*SELECTED EXCERPT*
————

Integrity defined
Jim Hayford’s 20-plus years as a basketball coach have afforded him innumerable encounters with people from all walks of life. It shouldn’t be taken lightly when the Whitworth men’s basketball coach said, “I can’t think of any player I’ve ever coached with as much personal integrity and character as Ryan Symes.”
Hayford’s admiration of Symes as a person far exceeds that of Symes as a basketball player, although Hayford certainly respects his team’s leading scorer and possible All-America candidate in that matter, too. The high regard stems from the senior’s remarkable growth into a man following the darkest day of his life four years ago.
Symes said his parents, Kevin and Bernice, divorced when he was a sixth-grader. His father toted Ryan, brother Kevin Jr. and future stepmother Janine from New Jersey to California, where they ultimately settled in Palo Alto during Symes’ sophomore year of high school. Two years later he signed a scholarship offer at UC Davis, but a head-coaching change preceded news that he would redshirt his freshman year.
“It was tough because I felt I had some good workouts and things were going well,” Symes said. “They figured I could use another year of development. … I was the only person that redshirted, too. There were no other redshirts with me that year.”
Symes’ personal trials intensified exponentially weeks later when just before he was coming home for winter break his father went to the hospital with chest pains.
“High blood pressure runs in the family, so my dad was always struggling with that,” Symes said. “The doctors discovered (damage to the heart) and said they needed to put a pacemaker in. They put it in and the surgery went OK. Then they saw something wrong with the pacemaker and had to go in and fix it. During that time he had cardiac arrest, and he never recovered from that.
“We had to go to the hospital, and we saw him on life support. That was one of the harder things for me to swallow. My dad never let us see him in a weak position. To see him in a hospital bed with tubes and stuff was really, really, really hard.”

————

(Referring expression data)

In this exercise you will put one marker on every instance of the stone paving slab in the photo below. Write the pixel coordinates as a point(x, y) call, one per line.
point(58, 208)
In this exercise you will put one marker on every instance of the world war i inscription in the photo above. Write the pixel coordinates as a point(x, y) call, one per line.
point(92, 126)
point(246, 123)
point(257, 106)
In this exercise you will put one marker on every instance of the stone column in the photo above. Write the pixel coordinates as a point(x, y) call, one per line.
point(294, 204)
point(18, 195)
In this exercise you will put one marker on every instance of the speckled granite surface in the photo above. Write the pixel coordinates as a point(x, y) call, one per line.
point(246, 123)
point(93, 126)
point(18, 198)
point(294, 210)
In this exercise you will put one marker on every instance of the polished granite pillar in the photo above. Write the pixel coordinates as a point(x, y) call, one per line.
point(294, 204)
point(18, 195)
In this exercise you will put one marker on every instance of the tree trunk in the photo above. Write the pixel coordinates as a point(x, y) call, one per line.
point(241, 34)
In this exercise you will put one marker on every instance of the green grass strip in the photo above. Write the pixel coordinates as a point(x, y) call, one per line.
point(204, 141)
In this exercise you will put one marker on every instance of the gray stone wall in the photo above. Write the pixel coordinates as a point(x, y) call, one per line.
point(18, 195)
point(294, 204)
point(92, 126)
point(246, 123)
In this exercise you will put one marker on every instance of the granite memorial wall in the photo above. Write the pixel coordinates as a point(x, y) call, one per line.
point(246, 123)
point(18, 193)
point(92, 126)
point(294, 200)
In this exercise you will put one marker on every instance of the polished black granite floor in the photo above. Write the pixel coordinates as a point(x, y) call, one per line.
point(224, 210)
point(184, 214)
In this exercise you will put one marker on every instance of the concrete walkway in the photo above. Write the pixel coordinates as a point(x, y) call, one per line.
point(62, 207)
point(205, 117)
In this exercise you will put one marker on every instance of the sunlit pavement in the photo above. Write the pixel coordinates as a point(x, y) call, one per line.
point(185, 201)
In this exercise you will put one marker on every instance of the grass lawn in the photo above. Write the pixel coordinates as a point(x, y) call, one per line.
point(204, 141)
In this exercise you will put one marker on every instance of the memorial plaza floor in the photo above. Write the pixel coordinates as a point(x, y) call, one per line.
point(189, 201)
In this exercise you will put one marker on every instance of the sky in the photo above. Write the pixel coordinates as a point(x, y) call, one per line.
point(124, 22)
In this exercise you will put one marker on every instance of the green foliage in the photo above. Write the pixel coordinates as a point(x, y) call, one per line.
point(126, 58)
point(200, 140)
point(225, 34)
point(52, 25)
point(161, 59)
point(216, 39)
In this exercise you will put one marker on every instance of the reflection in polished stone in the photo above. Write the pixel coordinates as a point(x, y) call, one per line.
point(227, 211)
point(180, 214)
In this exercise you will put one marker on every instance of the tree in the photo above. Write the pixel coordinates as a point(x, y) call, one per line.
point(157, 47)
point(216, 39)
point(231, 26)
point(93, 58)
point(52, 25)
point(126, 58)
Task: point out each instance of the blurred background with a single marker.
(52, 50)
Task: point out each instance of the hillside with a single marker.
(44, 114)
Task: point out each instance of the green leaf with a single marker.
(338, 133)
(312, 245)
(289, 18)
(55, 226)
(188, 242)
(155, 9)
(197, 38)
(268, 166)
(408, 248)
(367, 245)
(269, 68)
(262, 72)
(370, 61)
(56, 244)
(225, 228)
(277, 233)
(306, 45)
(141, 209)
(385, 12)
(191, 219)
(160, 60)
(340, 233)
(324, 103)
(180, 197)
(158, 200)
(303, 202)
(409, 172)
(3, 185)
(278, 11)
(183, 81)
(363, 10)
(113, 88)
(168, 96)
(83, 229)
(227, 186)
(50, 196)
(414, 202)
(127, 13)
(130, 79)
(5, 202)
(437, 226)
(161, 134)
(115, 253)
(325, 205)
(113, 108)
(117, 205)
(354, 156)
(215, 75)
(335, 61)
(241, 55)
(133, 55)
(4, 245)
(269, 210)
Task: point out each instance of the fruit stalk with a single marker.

————

*TASK REQUIREMENTS*
A. Reproduce the passage of the article on Ryan Symes from "Symes’ personal trials" to "with chest pains.", word for word.
B. In the article on Ryan Symes, recast the paragraph beginning "Symes said his parents, Kevin and Bernice" as a short bulleted list of its main facts.
C. Answer these questions from the article on Ryan Symes:
(i) What sport does Jim Hayford coach at Whitworth?
(ii) How many players besides Symes redshirted at UC Davis that year?
(iii) What symptom sent Symes' father to the hospital?

*TASK SOLUTIONS*
A.
Symes’ personal trials intensified exponentially weeks later when just before he was coming home for winter break his father went to the hospital with chest pains.

B.
- Symes' parents, Kevin and Bernice, divorced when he was in sixth grade.
- His father moved Ryan, his brother Kevin Jr. and his future stepmother Janine from New Jersey to California.
- The family settled in Palo Alto during Symes' sophomore year of high school.
- Two years later, Symes signed a scholarship offer at UC Davis.
- After a head-coaching change, he learned he would redshirt his freshman year.

C.
(i) Men's basketball.
(ii) None; Symes was the only one.
(iii) Chest pains.